- [Given records]:
-- begin --

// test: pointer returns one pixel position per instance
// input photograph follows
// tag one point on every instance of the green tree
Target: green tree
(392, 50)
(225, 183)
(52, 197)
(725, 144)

-- end --
-- begin --

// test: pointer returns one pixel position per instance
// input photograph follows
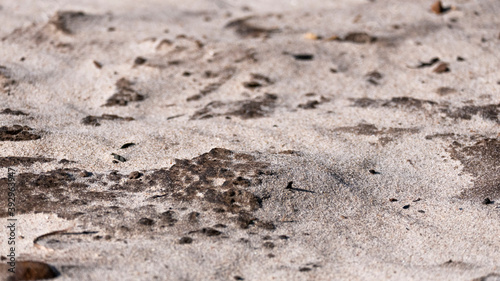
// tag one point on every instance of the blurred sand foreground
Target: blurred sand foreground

-- end --
-- begin --

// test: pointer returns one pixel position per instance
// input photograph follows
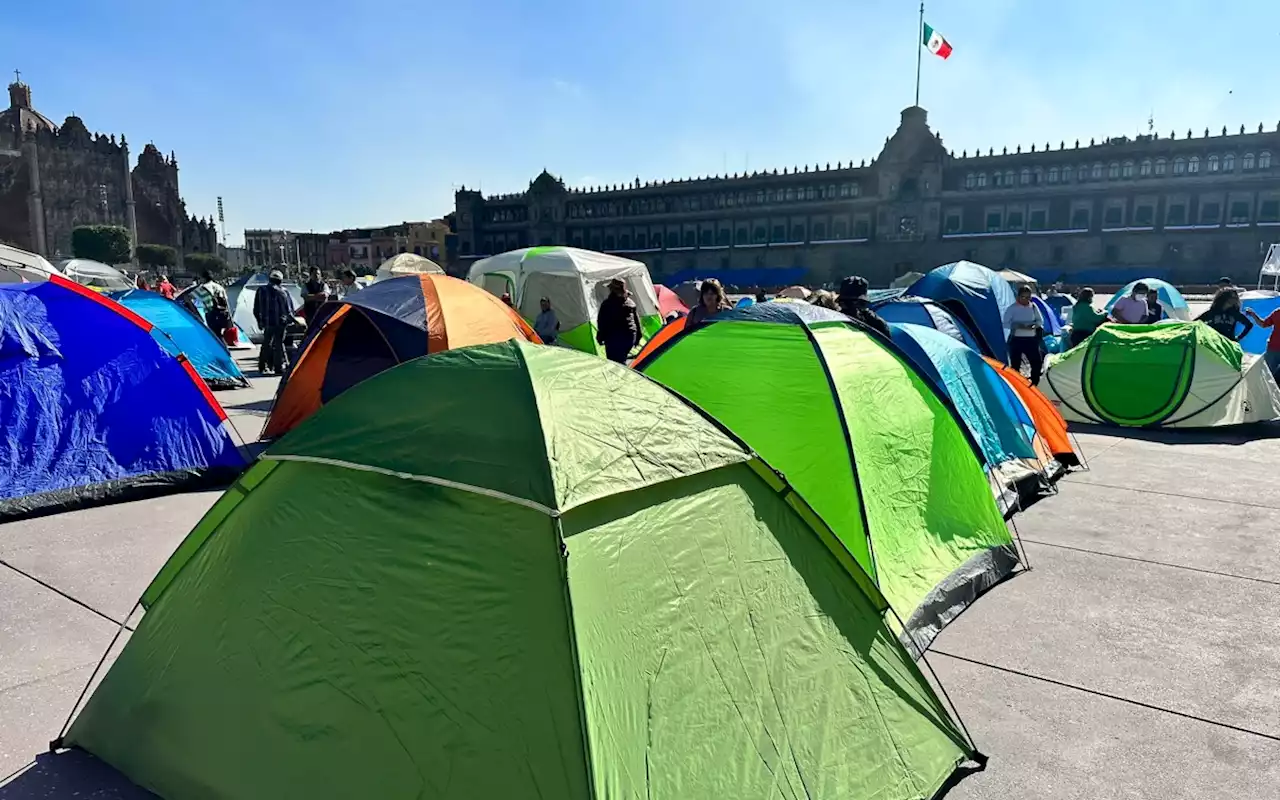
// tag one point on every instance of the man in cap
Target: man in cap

-- end --

- [What you are asked to do]:
How many lines in the items above contain the word "tree"? Reply with the number alone.

- [Task output]:
2